**WORKING DATA**:
________________________

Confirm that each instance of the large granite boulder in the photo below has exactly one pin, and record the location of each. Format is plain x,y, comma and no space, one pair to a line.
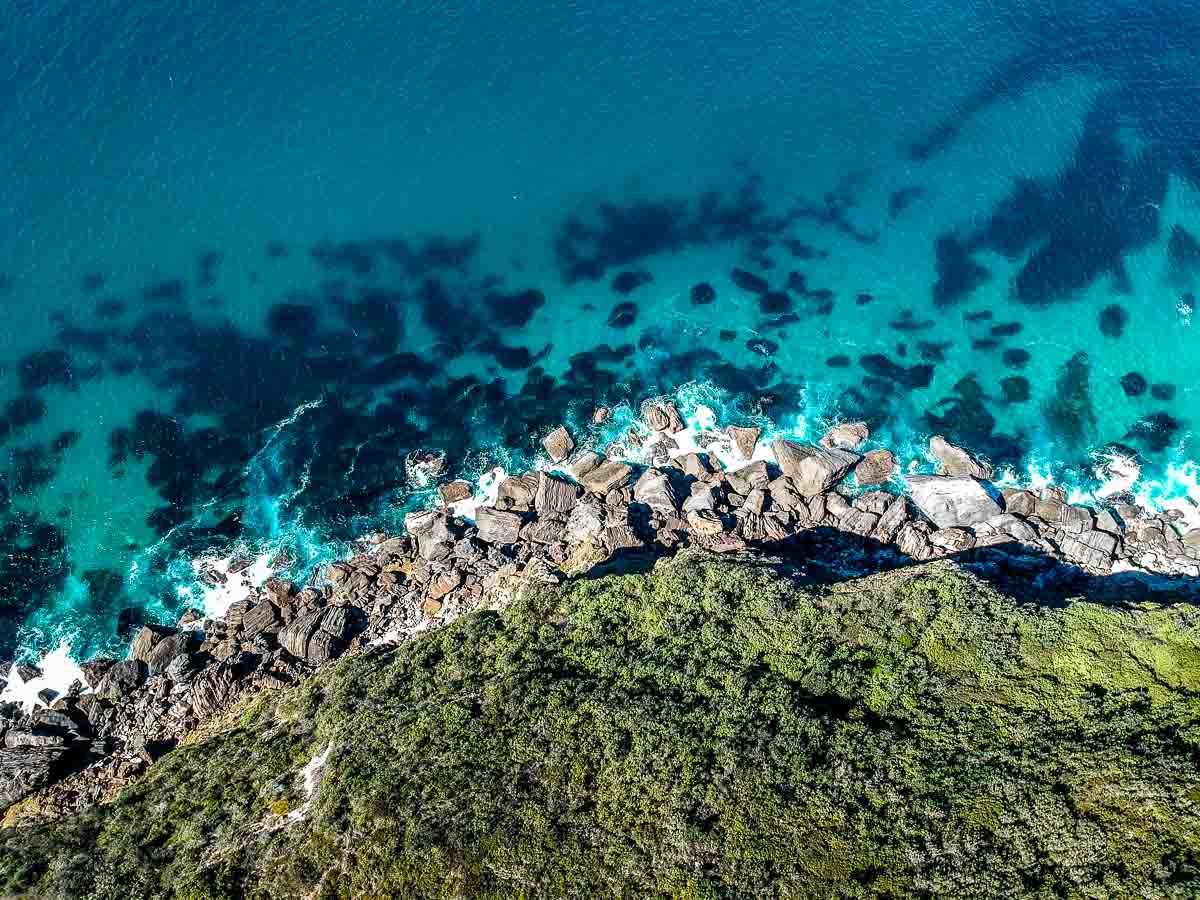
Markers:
654,489
875,468
847,436
955,461
323,634
744,438
953,501
555,496
813,469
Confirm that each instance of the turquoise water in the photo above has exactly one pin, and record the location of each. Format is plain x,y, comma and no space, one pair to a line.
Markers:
252,259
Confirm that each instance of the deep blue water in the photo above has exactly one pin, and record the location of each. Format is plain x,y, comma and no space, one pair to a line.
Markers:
251,258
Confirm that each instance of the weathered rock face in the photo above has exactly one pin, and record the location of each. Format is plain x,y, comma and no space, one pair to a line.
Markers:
321,635
875,468
455,491
607,477
655,491
953,501
955,461
497,526
553,496
745,438
847,436
558,444
813,469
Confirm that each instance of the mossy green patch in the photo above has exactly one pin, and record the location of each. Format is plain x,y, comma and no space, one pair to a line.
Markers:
708,730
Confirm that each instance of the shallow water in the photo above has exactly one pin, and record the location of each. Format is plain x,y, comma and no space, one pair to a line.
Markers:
255,259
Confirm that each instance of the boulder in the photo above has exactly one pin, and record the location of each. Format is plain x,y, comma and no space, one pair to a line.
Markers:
515,495
321,635
558,444
585,522
745,438
654,489
847,436
953,501
955,461
497,526
952,540
583,463
455,492
892,520
121,679
813,469
609,475
875,467
145,640
1020,503
749,478
705,522
553,495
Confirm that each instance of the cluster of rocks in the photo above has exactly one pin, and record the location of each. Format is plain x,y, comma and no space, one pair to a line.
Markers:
546,527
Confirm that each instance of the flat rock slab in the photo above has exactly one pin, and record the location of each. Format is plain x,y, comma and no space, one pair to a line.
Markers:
953,501
607,477
813,469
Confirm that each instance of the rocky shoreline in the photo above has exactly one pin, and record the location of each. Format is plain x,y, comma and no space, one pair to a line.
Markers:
549,526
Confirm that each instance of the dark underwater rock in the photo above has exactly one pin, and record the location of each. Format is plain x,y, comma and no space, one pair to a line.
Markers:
749,281
702,294
1113,321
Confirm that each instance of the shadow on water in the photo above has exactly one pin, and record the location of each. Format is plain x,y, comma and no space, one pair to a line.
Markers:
822,557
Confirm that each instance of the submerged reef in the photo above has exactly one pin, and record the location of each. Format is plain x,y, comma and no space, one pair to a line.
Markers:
711,726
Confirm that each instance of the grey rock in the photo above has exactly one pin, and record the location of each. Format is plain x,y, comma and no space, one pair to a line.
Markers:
1020,503
558,444
609,475
953,460
583,463
585,521
654,489
553,495
515,495
813,469
953,501
837,505
497,526
121,679
847,436
875,467
745,438
455,491
892,520
952,540
748,478
858,522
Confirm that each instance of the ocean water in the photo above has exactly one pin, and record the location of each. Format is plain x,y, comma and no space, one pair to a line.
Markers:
252,258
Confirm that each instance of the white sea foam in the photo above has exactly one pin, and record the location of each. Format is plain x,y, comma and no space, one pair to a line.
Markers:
58,672
237,586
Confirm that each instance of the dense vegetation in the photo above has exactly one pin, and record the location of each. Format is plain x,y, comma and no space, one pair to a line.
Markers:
709,730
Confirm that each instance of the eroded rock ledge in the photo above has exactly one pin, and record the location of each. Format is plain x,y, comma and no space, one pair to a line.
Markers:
84,747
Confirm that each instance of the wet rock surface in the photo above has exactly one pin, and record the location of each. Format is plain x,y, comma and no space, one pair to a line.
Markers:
78,749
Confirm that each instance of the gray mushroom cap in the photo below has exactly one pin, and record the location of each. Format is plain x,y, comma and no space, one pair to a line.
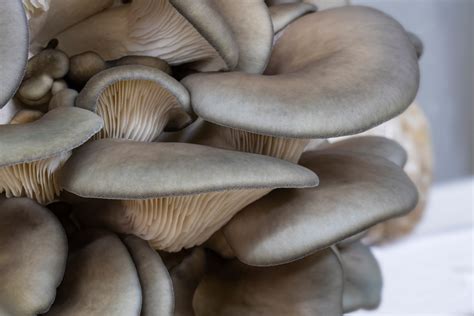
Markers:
362,277
58,131
13,48
33,252
311,286
157,289
331,73
356,191
100,278
285,13
122,169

________________________

Retype the whole listing above exactly as written. Skip the pictures.

**ANSWER TO THIS PROBLEM**:
Confirm that each instance of the large granite boulder in the photo below has exactly one pin, and record the location of each. Format is plain x,y, comma and no space, one pair to a line.
Markers:
654,489
875,468
847,436
955,461
323,634
744,438
953,501
555,496
813,469
Confirm that each instance of the turquoise water in the photo above has exactly one pin, and record the location of each. Format is plain x,y, comma and no space, one pair to a line.
Markers:
252,259
Confirm that each instance of the deep blue water in the photo above has exactly one pin, and record the location of each. Format is plain x,y, comma and no space, one pair to a line.
Markers:
251,258
Confirm that each instance of the weathered rock face in the photo above has exactly one pin, and record the location of each. Format is plain x,y, comma and no space, one pair to a line.
Markers:
321,635
875,468
455,491
607,477
655,491
953,501
955,461
497,526
553,496
745,438
847,436
558,444
813,469
Confirm that each instance of the mossy green patch in the photo above has exactly one pin, and record the location of each. Format is plain x,y, comma and no space, one pair to a line.
Markers:
708,730
Confirm that each instance of the shallow water in the photo above has exactly one pin, and record the location of each. Format is plain x,y, comma and no space, one pair to a line.
Markers:
255,259
Confirm that each instance of the boulder in the photo above has exactly one pin, and record the location of each. Format is plain x,y, comma and no space, one pair to a line.
Markers:
515,495
321,635
558,444
585,522
745,438
654,489
847,436
953,501
955,461
497,526
952,540
583,463
455,492
892,520
121,679
813,469
609,475
875,467
145,640
1020,503
749,478
705,522
553,495
Confirm that each instance of the cluster of rocks in the photo above has exactly one pin, and record the location of each. Format is plain x,y, comma and no space, one pair to a line.
Markers:
546,527
Confirm that each instance of the flat rock slab in the photo above has exactly one pin, and record the location of each. Format is plain x,y, comma and no space, one pair to a line.
Markers:
953,501
607,477
813,469
Confirm that each instance of the rocky shoreline in the photo above has exactly one pin, and record the location of each. Format is plain x,y, comma and no space, one pair to a line.
Markers:
549,526
Confirm that each instance of the dark underwater rock in the photo above has exactly one pin, and record the location of each. Format is plain x,y, comma and no space, one pair to a line.
Markers:
749,281
702,294
1113,321
Confirm that each instance of the shadow on water in the photo above has exactly one pin, and record the location of each. Format is plain x,y, comma and no space, one pair to a line.
Markers:
822,557
Confirm that each instance of the submerged reef in the photo above has exactly one pin, and record the location of each. Format is plain x,y, comma and no space, one pair to a line.
Markers:
711,726
Confirm that each instance of the grey rock in the photo above has exactly one pin, and record the location of each. Format is plain x,y, comma and no space, one pair to a line.
Markers:
1020,503
558,444
609,475
953,460
583,463
585,521
654,489
553,495
515,495
813,469
953,501
837,505
497,526
121,679
847,436
875,467
745,438
455,491
892,520
952,540
748,478
858,522
Confirm that each instance of the ocean water in the photo above has exactly one pin, and record the location of each. Format is plain x,y, comma and no space, one pair to a line.
Markers:
252,258
Confirm that each instance of the white sea foam in the photo above has exactly one pin, and record the location of each. Format is plain x,y, comma and no space, one pair to a line.
Markers:
58,672
237,586
Confirm that each instance of the dense vegetation in the photo above has exactly one pin, and record the location of each. Format is plain x,y, comma and no space, one pair to a line.
Markers:
709,730
Confirm that each instance of the eroded rock ledge in the photo above has exactly one pin, and record the location of each. Format is plain x,y, comma and no space, one pair to a line.
Markers:
84,747
Confirm that each instance of the wet rock surface in the photo above has exactly one pin, and record the location of each. Format is plain x,y, comma and no space, one pair to a line.
Markers:
78,749
Confirm that each instance of the gray mushroom cap in the photo below has exactly one pin, and record the location of each. Format is plain x,y, comma and no space, one pair to a line.
Markers:
362,277
58,131
13,48
33,252
311,286
157,289
331,73
356,191
100,278
285,13
122,169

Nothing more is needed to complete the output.